**DOCUMENT EXCERPT:**
======

NOVANEWS
Why the IOM has found so much PTSD in Gulf War Vets
By Jim Bunker National Gulf War Resource Center
The Institute of Medicine (IOM) recently concluded that there is sufficient evidence of a causal relationship for Post Traumatic Stress Disorder (PTSD) in Persian Gulf War (PGW) veterans that would in turn explain their other physical ailments. What a slap in the face.
When you look at only a select handful of research studies and discount most others, you can no doubt make a convincing case for PTSD as the primary cause of Gulf War Illnesses (GWI). Veterans from today’s wars as well as the 1991 Persian Gulf War know better. All one needs to do in order to find the truth is to use the internet.
The truth is, for the first 15 years after the PGW the VA focused primarily on PTSD, pushing the belief that that’s what was wrong with us. This is how it’s been for years. When the VA doctors don’t understand something new they write it off as a psychosomatic illness. In other words, they’re telling us that it’s all in our heads.
Yes, some of us do have PTSD. Every time men and women have gone to war some have come home with PTSD. Sadly, some even legitimately develop PTSD from having to fight with the VA to gain access to the benefits they earned through their service and sacrifice.
These battles between the veteran and the VA continue to this day with not only our PGW veterans, but with our OEF and OIF veterans as well. I just talked to a fellow PGW veteran and he is still having problems with the doctors at the VA in Houston, Texas. Whenever he brings up GWIs, they tell him there is “no such thing”.
As Dr. Robert Haley’s findings show, GWI is not caused by PTSD, but from the various toxic elements that we encountered while serving in the Persian Gulf. That is why his brain imaging studies are so important. They show that something has adversely affected our brain cells, but exactly what caused it is still yet to be determined.
There are many different chemicals and compounds that are suspect. I feel it is no longer possible to assume that it was just one chemical. We were all subjected to multiple chemical exposures during the PGW. And with the strong evidence linking genetic predisposition, these chemicals very likely have affected different individuals in different ways. Others yet remain symptom-free.

======

**Referring expression data:**
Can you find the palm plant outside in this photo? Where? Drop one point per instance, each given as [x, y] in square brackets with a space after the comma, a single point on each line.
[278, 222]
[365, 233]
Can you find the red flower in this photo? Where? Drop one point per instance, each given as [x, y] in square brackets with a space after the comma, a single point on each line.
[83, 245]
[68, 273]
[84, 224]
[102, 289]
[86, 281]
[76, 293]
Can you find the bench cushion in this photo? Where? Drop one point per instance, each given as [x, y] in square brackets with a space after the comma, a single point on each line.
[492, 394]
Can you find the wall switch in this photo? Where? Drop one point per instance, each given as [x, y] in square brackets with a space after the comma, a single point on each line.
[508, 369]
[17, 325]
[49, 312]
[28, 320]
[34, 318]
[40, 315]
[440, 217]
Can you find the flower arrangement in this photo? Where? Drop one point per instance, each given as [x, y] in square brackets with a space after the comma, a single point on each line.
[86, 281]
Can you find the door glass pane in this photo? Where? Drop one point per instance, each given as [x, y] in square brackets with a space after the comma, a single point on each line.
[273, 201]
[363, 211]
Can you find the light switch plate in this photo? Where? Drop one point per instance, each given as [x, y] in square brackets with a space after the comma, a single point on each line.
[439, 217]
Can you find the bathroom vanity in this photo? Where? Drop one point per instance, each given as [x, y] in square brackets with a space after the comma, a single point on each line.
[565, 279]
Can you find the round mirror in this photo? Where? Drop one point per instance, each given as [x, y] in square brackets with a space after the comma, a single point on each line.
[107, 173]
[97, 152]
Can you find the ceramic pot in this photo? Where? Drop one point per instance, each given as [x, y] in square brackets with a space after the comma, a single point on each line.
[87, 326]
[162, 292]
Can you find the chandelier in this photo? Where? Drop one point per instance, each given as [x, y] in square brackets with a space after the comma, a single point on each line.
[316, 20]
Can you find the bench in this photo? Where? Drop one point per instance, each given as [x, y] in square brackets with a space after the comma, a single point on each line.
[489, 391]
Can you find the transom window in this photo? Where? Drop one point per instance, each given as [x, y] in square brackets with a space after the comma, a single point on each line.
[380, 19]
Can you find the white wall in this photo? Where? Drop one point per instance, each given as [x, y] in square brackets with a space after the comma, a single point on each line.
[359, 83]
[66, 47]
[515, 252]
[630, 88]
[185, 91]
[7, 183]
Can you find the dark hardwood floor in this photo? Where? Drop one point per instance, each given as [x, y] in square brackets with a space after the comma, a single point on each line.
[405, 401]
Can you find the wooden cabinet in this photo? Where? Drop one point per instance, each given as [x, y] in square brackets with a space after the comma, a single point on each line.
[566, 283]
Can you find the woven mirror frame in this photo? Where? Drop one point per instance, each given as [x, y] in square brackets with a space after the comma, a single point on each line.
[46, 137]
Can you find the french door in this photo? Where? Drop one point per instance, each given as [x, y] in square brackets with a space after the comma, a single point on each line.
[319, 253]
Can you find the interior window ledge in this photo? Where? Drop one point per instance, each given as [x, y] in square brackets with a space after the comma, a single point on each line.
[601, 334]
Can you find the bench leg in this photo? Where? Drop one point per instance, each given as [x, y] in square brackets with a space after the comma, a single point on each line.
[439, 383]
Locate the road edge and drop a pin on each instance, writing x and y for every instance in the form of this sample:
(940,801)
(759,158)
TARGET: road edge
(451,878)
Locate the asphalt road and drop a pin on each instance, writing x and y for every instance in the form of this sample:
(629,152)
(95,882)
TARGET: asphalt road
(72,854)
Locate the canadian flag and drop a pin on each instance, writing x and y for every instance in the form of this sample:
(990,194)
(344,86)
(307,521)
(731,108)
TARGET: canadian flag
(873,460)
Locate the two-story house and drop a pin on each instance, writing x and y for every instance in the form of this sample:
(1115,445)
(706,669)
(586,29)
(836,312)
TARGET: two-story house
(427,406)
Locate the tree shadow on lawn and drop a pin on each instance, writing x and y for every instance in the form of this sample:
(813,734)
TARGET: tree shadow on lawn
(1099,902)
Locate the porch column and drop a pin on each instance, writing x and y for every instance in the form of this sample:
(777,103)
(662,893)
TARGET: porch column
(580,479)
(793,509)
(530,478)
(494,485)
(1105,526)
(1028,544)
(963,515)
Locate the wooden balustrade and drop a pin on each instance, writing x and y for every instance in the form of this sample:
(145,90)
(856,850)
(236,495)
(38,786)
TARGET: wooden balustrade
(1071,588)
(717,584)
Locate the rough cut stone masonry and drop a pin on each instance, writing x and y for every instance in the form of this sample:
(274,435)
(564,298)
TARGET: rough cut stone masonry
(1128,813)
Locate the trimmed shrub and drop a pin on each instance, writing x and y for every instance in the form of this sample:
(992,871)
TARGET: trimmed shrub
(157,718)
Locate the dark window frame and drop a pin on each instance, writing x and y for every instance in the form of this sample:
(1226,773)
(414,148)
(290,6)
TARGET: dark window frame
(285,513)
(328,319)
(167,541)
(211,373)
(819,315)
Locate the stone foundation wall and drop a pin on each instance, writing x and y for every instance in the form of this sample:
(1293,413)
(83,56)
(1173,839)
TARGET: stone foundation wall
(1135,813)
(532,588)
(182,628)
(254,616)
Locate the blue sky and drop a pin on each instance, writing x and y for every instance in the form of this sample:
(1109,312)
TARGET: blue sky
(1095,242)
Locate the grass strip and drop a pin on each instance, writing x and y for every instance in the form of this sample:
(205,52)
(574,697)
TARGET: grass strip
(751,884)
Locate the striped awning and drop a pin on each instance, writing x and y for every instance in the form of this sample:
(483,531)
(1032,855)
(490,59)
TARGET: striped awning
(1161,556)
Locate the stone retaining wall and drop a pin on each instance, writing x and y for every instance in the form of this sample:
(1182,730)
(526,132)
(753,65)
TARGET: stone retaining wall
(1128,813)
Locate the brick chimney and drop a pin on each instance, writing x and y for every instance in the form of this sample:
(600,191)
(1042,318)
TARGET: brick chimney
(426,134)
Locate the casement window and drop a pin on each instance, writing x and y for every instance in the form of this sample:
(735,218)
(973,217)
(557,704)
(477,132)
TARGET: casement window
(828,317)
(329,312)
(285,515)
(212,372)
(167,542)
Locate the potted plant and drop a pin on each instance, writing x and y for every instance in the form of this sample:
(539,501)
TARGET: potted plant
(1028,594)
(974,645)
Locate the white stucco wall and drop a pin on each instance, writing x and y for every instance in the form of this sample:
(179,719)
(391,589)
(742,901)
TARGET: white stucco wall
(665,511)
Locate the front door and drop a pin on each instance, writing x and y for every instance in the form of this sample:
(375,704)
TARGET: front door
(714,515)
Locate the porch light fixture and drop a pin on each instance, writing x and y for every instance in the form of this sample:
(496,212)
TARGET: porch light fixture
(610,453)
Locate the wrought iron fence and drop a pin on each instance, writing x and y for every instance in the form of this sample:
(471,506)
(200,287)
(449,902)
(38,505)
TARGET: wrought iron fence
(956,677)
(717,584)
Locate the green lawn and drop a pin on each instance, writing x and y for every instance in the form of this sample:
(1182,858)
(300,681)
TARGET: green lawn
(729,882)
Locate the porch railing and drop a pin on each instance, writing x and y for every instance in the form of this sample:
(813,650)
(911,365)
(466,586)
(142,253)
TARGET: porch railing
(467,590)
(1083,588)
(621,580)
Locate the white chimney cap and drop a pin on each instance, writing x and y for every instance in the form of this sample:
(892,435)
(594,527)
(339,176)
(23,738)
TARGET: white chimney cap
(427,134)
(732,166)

======

**BRIEF 1:**
Answer these questions about the article on PTSD and Gulf War illness.
(a) According to the article, what did the Institute of Medicine recently conclude?
(b) For how many years after the Persian Gulf War did the VA focus primarily on PTSD?
(c) What do Dr. Robert Haley's brain imaging studies show?
**BRIEF 2:** Extend the article on PTSD and Gulf War illness beyond its final sentence.

**YOUR RESPONSE 1:**
(a) It concluded that there is sufficient evidence of a causal relationship for PTSD in Persian Gulf War veterans that would in turn explain their other physical ailments.
(b) The VA focused primarily on PTSD for the first 15 years.
(c) They show that something has adversely affected the veterans' brain cells, although exactly what caused it is still to be determined.

**YOUR RESPONSE 2:**
To its credit, the IOM report also had some good points for those of us with GWI. The IOM has now categorically stated that GWI is real. Something the VA’s own Research Advisory Committee on Gulf War Illnesses (RAC) confirmed as far back as 2004.
They have stated that there is sufficient evidence that gastrointestinal disorders such as irritable bowel syndrome and multi-symptom illnesses including chronic fatigue syndrome are indeed the result of exposures during the PGW. These conditions are already listed in the Code of Federal Regulations (CFR) for GWI. I only hope that the IOM’s report will finally force VA doctors to look at PGW veterans in a new light.
We still have a long way to go in getting Cancer, MS, and other illness added to the list of presumptive conditions. But we will persevere.
One of the other problems that I have repeatedly heard while attending the RAC meetings is that getting veterans to take part in approved research studies is quite difficult.
This is one of the things that IOM falls back on as an excuse to minimize GWI. For that reason alone it’s important that we all work together to ensure that as many veterans as possible, both sick and healthy, are able to travel to, and participate in these studies.